*Jobs*
1: In the passage on Belloc, what year does it give for when his general thesis in The Servile State was argued?
2: In the passage on Belloc, replace "drums" with "bells" in the section starting at "Of these men" and ending at "of this world.", then write out that section.

*Provided text*

Of these men he added — and this too from the desert — “Their Faiths turn to legend, and at last they enter that shrine whose God has departed and whose Idol is quite blind.” When our Lord vanishes from the household shrines of the West, the drums are muted and men worship abstractions — as they do today — new idols. But behind them there is an awful power, and it is not of this world.

Possessed of a highly poetic and prophetic mind, Belloc possessed as well a sharply honed intelligence. His The Servile State is a prolonged syllogism with not a metaphor in the whole book. His general thesis, argued in 1909, that the West was moving toward neither pure socialism nor pure capitalism is today a commonplace. It happened. We can either mourn or delight in our consumerist society. I get the impression that Belloc did a little of both. Be that as it may, his “distributist society” lies outside the scope of this paper. His Survivals and New Arrivals is closer to my subject. Islam, he predicted, will return because Islam is a permanent menace to the Faith. Islam has returned. Bible Christianity or Bibliolatry could return but probably will not: Belloc was wrong. Fundamentalism is with us everywhere today in the United States: vulgar, as Belloc said it always was, primitive in thought, as Belloc pointed out; sophisticated in its use of an electronic technology which he could not have predicted. Arianism, the modern name of which is modernism, has come back with a vengeance in the Church. Belloc sketched that possibility as well. All of his predictions in this interesting book were closely reasoned, but such argumentation, he admitted it, is often mocked by the mystery of the future. His reasoning prowess truly came into its own in several controversies: one with Coupon on medieval Catholicism, where Coupon got the facts right but turned the picture upside down; one with H. G. Wells on the origin of man, where Belloc complained privately that the Church hampered him because it has swallowed “all that Hebrew folklore”; and, finally, one with Dean Inge, where Belloc nails his enemy to the wall.

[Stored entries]
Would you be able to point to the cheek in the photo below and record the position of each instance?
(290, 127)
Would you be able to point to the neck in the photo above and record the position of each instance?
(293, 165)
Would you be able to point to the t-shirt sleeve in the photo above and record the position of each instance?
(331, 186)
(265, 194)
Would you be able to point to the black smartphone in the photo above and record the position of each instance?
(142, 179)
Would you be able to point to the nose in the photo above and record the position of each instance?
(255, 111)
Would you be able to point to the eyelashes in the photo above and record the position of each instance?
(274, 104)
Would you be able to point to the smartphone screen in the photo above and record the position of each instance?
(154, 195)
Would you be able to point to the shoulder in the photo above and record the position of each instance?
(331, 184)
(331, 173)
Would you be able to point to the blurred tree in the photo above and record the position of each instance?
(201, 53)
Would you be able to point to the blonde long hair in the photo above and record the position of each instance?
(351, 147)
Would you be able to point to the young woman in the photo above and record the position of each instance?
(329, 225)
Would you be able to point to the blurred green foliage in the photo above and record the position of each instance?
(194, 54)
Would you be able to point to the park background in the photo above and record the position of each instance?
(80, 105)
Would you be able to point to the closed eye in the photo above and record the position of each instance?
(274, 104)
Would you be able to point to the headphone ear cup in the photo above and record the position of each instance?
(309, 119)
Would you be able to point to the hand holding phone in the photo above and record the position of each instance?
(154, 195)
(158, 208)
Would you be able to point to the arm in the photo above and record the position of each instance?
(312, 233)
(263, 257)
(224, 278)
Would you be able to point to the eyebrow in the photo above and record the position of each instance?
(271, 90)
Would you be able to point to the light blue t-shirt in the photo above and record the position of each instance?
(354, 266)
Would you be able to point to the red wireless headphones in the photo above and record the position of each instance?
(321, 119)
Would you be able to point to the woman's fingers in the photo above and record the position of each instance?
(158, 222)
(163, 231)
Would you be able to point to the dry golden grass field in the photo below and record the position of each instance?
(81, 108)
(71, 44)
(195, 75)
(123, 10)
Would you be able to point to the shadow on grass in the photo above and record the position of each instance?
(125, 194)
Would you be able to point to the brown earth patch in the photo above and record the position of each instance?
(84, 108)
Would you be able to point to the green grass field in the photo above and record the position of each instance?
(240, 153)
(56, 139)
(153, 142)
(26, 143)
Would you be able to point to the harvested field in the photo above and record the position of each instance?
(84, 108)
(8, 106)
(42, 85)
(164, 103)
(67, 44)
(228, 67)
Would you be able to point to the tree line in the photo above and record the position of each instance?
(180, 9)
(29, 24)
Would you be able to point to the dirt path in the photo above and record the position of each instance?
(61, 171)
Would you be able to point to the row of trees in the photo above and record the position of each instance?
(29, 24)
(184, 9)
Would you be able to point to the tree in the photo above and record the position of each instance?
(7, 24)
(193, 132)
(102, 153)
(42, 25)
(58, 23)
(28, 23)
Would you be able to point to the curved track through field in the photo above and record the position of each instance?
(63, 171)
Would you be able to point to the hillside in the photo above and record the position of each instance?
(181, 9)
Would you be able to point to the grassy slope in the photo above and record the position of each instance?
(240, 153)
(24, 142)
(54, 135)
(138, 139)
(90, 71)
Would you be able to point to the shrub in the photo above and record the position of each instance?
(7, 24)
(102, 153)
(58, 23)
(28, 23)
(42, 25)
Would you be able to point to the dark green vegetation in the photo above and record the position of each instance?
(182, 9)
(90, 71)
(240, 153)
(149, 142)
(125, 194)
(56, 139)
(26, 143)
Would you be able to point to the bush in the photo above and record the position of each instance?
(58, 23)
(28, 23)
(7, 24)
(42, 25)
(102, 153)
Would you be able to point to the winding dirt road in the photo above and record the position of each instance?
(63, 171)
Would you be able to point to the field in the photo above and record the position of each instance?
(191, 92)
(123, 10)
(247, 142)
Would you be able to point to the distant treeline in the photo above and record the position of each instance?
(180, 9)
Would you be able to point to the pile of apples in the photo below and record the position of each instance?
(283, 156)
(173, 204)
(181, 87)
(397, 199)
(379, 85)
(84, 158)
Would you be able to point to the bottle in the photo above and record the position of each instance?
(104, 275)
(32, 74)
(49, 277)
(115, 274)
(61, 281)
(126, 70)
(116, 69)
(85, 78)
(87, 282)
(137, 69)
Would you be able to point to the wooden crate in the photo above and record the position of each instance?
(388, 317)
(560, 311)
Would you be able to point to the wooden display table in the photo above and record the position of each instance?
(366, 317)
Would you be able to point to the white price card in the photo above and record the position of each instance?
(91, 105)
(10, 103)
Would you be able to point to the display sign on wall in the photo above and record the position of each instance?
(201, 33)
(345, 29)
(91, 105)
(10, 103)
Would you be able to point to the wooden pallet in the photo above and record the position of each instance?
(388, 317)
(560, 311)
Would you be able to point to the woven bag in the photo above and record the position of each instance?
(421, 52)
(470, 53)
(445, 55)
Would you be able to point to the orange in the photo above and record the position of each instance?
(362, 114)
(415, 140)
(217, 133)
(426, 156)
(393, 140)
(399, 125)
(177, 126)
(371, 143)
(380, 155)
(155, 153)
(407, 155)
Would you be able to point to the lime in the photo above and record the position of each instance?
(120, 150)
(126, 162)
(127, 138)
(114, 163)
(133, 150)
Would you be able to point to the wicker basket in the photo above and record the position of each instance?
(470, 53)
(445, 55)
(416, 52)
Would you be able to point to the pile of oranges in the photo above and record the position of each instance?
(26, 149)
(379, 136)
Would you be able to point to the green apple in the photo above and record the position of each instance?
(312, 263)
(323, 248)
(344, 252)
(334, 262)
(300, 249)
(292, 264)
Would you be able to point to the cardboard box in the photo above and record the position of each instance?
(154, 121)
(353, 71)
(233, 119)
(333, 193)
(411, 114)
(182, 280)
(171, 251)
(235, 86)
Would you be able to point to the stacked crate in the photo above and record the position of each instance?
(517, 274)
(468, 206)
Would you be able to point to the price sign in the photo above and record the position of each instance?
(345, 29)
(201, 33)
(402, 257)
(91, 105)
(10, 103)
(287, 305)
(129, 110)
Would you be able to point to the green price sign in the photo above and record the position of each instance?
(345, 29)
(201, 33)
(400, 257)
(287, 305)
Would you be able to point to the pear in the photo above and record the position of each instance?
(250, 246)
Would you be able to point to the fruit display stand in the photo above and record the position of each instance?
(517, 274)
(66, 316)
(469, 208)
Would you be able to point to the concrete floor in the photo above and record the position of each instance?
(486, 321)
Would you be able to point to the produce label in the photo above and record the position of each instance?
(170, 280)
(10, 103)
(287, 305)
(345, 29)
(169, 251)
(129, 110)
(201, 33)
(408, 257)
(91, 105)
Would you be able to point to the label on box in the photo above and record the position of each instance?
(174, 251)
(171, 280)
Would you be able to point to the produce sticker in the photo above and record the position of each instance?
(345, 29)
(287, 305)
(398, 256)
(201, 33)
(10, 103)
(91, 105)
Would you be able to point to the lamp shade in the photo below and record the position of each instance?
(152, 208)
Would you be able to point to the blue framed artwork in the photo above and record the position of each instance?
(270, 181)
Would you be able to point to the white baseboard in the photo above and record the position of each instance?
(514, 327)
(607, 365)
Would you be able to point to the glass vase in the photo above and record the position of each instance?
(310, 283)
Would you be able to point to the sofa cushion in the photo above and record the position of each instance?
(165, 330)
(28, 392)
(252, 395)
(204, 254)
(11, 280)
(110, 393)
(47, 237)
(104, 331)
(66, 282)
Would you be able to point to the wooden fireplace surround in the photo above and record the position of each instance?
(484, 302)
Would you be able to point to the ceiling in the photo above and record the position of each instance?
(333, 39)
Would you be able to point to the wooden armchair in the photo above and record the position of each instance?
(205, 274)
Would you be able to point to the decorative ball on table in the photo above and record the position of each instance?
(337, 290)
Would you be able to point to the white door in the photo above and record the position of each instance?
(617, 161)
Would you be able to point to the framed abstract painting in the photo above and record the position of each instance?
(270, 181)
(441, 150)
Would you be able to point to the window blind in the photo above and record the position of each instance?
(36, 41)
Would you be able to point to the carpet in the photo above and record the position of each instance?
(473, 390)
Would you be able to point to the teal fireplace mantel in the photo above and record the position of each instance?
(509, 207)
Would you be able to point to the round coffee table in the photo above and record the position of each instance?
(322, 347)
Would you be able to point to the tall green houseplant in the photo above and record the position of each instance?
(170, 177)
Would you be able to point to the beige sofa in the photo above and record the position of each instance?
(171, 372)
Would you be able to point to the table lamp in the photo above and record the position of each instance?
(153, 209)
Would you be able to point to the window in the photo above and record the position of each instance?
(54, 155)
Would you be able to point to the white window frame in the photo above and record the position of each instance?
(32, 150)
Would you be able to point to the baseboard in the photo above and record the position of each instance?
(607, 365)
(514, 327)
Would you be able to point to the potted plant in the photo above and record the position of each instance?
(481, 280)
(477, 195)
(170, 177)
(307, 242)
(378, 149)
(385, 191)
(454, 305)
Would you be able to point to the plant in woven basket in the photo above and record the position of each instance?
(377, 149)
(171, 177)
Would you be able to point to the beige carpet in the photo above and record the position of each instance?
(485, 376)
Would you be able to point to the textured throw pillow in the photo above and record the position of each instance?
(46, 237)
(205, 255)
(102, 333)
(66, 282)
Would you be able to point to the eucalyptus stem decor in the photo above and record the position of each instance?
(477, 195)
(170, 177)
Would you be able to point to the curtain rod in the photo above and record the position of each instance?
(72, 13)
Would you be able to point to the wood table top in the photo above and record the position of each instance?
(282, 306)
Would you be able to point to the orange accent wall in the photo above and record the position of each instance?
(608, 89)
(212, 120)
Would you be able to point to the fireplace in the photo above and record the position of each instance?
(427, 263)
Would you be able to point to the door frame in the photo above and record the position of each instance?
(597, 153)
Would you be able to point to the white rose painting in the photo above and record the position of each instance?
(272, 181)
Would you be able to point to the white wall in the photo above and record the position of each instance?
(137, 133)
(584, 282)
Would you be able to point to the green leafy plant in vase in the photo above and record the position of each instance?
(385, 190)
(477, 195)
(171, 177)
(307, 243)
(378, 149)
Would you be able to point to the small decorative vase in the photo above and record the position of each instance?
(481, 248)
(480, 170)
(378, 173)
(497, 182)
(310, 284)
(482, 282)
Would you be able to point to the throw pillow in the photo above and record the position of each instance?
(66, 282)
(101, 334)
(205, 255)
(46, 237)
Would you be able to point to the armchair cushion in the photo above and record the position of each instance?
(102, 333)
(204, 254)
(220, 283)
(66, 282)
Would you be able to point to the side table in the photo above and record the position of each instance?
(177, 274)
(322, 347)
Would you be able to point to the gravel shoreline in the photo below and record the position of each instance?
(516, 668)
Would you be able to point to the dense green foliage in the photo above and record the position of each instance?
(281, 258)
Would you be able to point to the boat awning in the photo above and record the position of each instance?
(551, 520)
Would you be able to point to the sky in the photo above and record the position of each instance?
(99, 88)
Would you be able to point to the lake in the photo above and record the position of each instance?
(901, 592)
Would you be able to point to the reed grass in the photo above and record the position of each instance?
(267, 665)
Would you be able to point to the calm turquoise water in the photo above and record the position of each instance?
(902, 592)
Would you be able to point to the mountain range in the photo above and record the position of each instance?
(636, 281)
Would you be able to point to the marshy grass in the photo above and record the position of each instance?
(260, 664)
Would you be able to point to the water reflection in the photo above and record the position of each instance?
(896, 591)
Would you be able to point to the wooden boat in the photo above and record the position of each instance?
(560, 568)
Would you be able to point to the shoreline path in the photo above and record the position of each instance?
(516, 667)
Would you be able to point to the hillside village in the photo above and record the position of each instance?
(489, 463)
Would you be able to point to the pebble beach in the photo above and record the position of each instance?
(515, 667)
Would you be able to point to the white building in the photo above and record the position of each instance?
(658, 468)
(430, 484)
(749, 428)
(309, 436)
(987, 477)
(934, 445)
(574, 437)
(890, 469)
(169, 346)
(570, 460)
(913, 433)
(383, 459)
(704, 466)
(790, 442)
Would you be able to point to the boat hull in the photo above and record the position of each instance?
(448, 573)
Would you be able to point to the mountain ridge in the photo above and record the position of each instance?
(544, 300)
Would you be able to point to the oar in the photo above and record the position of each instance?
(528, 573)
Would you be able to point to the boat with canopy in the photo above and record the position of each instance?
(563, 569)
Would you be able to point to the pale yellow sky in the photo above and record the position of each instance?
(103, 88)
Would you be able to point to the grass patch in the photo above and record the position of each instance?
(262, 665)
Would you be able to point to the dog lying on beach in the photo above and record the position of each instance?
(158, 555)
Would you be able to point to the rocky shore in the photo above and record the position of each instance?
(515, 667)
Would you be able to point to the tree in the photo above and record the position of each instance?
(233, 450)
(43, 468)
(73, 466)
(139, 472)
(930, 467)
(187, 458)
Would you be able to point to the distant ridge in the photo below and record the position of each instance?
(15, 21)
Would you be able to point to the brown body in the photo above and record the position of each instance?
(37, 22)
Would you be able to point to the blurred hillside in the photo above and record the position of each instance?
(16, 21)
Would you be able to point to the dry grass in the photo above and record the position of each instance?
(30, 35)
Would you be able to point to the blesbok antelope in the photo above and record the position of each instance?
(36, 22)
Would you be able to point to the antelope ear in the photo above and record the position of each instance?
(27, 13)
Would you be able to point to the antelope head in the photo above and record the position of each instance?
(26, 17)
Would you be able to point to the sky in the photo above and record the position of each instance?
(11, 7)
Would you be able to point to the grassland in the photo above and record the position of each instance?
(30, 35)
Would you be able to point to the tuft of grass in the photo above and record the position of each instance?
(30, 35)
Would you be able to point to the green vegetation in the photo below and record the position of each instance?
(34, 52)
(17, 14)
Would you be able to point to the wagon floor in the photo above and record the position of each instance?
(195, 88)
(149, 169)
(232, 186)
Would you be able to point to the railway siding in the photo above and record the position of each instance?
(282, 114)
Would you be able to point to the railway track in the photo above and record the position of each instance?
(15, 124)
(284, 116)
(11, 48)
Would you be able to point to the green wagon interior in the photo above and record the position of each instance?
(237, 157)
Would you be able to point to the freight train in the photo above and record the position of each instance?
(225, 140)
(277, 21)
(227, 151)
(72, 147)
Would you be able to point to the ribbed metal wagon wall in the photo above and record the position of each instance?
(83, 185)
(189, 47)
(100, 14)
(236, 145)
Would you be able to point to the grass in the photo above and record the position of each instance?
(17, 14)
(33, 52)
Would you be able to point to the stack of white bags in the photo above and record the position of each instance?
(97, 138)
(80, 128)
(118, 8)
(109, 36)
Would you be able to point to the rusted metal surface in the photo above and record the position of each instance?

*Solved problems*
1: 1909

2:
Of these men he added — and this too from the desert — “Their Faiths turn to legend, and at last they enter that shrine whose God has departed and whose Idol is quite blind.” When our Lord vanishes from the household shrines of the West, the bells are muted and men worship abstractions — as they do today — new idols. But behind them there is an awful power, and it is not of this world.